▶ _Liste des tâches_:
[1] Citez l'homélie sur la résurrection en commençant à « Le contexte du » et en terminant à « du Pentateuque !). ».
[2] Répondez brièvement à ces questions sur l'homélie sur la résurrection :
(a) Quelle fonction le père Dinh Anh Nhue Nguyen occupe-t-il ?
(b) Où Jésus enseigne-t-il pendant ses derniers jours à Jérusalem ?
(c) Avec qui a lieu la troisième dispute, et sur quel sujet porte-t-elle ?

▶ _Texte extrait_:
Croire et vivre comme des enfants de la résurrection
- Par le père Dinh Anh Nhue Nguyen, o.f.m. Conv., secrétaire général de l'Union pontificale missionnaire

32ÈME DIMANCHE DU TEMPS ORDINAIRE (ANNÉE C)

2 M 7, 1-2.9-14; Ps 16; 2 Th 2, 16-3, 5; Lc 20, 27-38

Au réveil, je me rassasierai de ton visage, Seigneur

Croire et vivre comme des enfants de la résurrection

Nous sommes entrés dans l’avant-dernier dimanche de l’année liturgique. Le regard est donc dirigé vers la fin des temps, vers les dernières choses de la vie. La liturgie nous offre un passage de l’Évangile avec l’enseignement d’autorité de Jésus sur l’une des vérités fondamentales de la foi que nous professons chaque dimanche : la résurrection de la chair. Nous y croyons déjà et donc, il n’y a rien à ajouter ici. Cependant, nous sommes invités à accueillir la beauté du récit évangélique de ce jour et à vivre en profondeur la spiritualité de la résurrection dans le Christ ressuscité.

  1. La scène

Le contexte du passage doit être clarifié pour mieux entrer dans la méditation de l’épisode évangélique. Nous assistons à l’enseignement de Jésus dans le Temple pendant ses derniers jours à Jérusalem. La forme du récit est un dialogue scolaire classique sur l’interprétation de la Torah (attention à la réponse de Jésus qui s’appuie sur la citation du Pentateuque !).

Quant au temps (En ce temps là), nous sommes après l’entrée solennelle de Jésus à Jérusalem avec sa première action de chasser les marchands du Temple (Lc 19, 45-46). Immédiatement après, « et il enseignait tous les jours dans le temple » (19.47a). On note donc une série de disputes avec ses adversaires qui sont « les chefs des prêtres et les docteurs de la loi… aussi les chefs du peuple » (19.47b). La première dispute est avec tous les opposants sur l’autorité d’enseigner (20,1-8). La seconde, sur la question de payer l’impôt à César. La troisième est la nôtre, celle avec les sadducéens sur la résurrection. Il s’en suit la « contre-attaque » de Jésus qui partant des écritures explique la véritable identité du Messie qui est plus grand que David (20,39s).

▶ _Jeu de données_:
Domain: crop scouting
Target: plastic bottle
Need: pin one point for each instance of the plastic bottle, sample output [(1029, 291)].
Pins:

▶ _Réponses attendues_:
[1]
Le contexte du passage doit être clarifié pour mieux entrer dans la méditation de l’épisode évangélique. Nous assistons à l’enseignement de Jésus dans le Temple pendant ses derniers jours à Jérusalem. La forme du récit est un dialogue scolaire classique sur l’interprétation de la Torah (attention à la réponse de Jésus qui s’appuie sur la citation du Pentateuque !).

[2]
(a) Secrétaire général de l'Union pontificale missionnaire.
(b) Dans le Temple.
(c) Avec les sadducéens, sur la résurrection.